**FRAGMENTO SELECCIONADO**.
☆ ☆ ☆ ☆

Páginas, pantallas y maestros
Otro ejemplo de la velocidad y contagio de la globalización: fue suficiente que Philip Roth, a propósito de su última novela, Sale el espectro, le dijera a nuestro querido Jesús Ruiz Mantilla en este mismo suplemento que el actual enemigo de la lectura eran las pantallas omnipresentes que nos agobian, para que el mundillo literato español se haya puesto las pilas y empezado a discutir con fervor catecúmeno de la más vieja polémica cultural del último siglo y pico: si la verdadera cultura actual procede de las páginas noveleras y poéticas o de las imágenes peliculeras y televisivas.
O sea, que otra vez nos hemos sincronizado por la vía rápida y estadounidense y tiene razón Alejando Gándara cuando dice en su estupendo blog -El escorpión, elmundo.es- que esta nostalgia por la lectura no es más que otra vieja utopía francesa que también se derrumba, una superstición más de los tiempos modernos. Nunca hubo ese tan añorado tiempo de lectura (y escritura) químicamente puro, y la famosa cultura literaria incontaminada, en definitiva, siempre fue un mix, generalmente un remix, y en todo caso sólo es el más delator tópico midcult que hoy se pueda pronunciar.
Es más, esas mismas pantallas citadas por Philip Roth como enemigas de la lectura de novelas, interruptores del placer solitario del texto, que diríamos en el siglo pasado, son las mismas pantallas que en estos momentos están causando una crisis profunda e irreversible en los dos medios narrativos que la novela siempre consideró como enemigos principales de la cultura literaria: el cine y la televisión. Los grandes artistas e intermediarios de la pantalla grande de las salas y de la mediana del cuarto de estar también le echan las culpas de sus respectivas crisis a esas nuevas pantallas o micropantallas que nos llegan por tierra, mar y aire. Dicen exactamente lo mismo en sus entrevistas que el último novelista estadounidense químicamente puro y pronuncian los mismos anatemas apocalípticos contra esas malditas pantallas del nuevo siglo: esto ya no es lo que era, trátese de viejas páginas literarias o de pantallas audiovisuales viejas.
Hace un año, el segundo gran novelista norteamericano vivo, John Updike, en las páginas de este mismo periódico también arremetió no contra las nuevas pantallas, como ahora hace Roth con sonido mid-cult, sino más sutilmente contra esa caníbal cultura globalizada de Internet que liquida de un pantallazo interactivo la vieja noción de autor, de autoría, de discípulos y de maestros literarios. Y decía que este imparable multiculturalismo, en donde todo vale con tal de que se cuelgue en la Red, iba a acabar con la literatura porque la ingratitud era la norma de los nuevos tiempos (no sólo tecnológicos), y la verdadera esencia literaria, su específico, era justamente continuar la tradición de los viejos maestros literarios del siglo XIX, y que no es lo mismo el ocho que ochenta de la subcultura Internet.

☆ ☆ ☆ ☆

**QUÉ DEBES HACER**. Transcribe del texto sobre la lectura y las pantallas el pasaje comprendido entre "O sea, que otra" y "se pueda pronunciar.", ambos incluidos.

**MATERIAL PROPORCIONADO**.
☆ ☆ ☆ ☆

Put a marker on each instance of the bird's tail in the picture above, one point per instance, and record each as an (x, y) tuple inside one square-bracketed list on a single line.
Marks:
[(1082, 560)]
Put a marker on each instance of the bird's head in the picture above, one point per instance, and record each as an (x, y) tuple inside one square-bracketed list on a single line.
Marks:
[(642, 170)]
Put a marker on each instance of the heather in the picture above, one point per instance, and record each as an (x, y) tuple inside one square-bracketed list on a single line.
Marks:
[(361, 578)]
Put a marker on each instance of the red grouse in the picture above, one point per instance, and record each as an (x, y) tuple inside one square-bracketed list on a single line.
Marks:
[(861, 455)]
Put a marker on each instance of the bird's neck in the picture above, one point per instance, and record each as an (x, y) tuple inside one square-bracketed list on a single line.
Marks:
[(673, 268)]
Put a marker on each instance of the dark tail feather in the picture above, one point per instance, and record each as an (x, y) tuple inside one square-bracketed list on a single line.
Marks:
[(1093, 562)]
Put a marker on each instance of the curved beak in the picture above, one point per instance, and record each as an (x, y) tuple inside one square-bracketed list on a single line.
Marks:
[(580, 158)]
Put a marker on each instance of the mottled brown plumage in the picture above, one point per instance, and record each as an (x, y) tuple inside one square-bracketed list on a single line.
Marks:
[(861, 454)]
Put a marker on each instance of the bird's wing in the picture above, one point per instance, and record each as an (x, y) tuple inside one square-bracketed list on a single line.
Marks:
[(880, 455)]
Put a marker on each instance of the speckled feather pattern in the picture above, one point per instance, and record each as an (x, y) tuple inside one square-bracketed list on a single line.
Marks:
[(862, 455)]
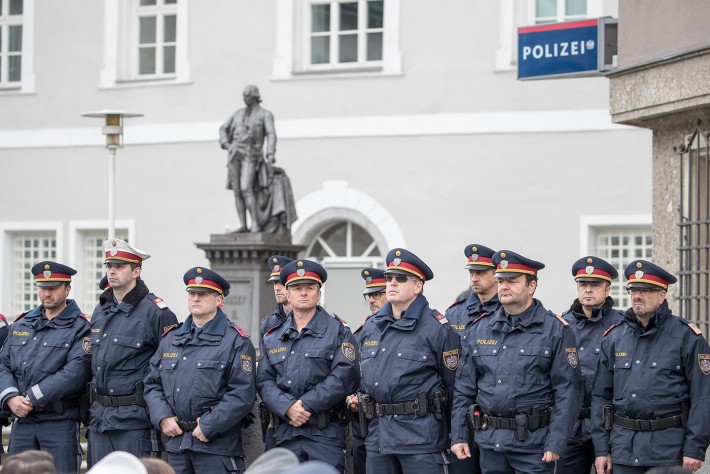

☆ ☆ ☆ ☆

**SOLUCIÓN PROPUESTA**.
O sea, que otra vez nos hemos sincronizado por la vía rápida y estadounidense y tiene razón Alejando Gándara cuando dice en su estupendo blog -El escorpión, elmundo.es- que esta nostalgia por la lectura no es más que otra vieja utopía francesa que también se derrumba, una superstición más de los tiempos modernos. Nunca hubo ese tan añorado tiempo de lectura (y escritura) químicamente puro, y la famosa cultura literaria incontaminada, en definitiva, siempre fue un mix, generalmente un remix, y en todo caso sólo es el más delator tópico midcult que hoy se pueda pronunciar.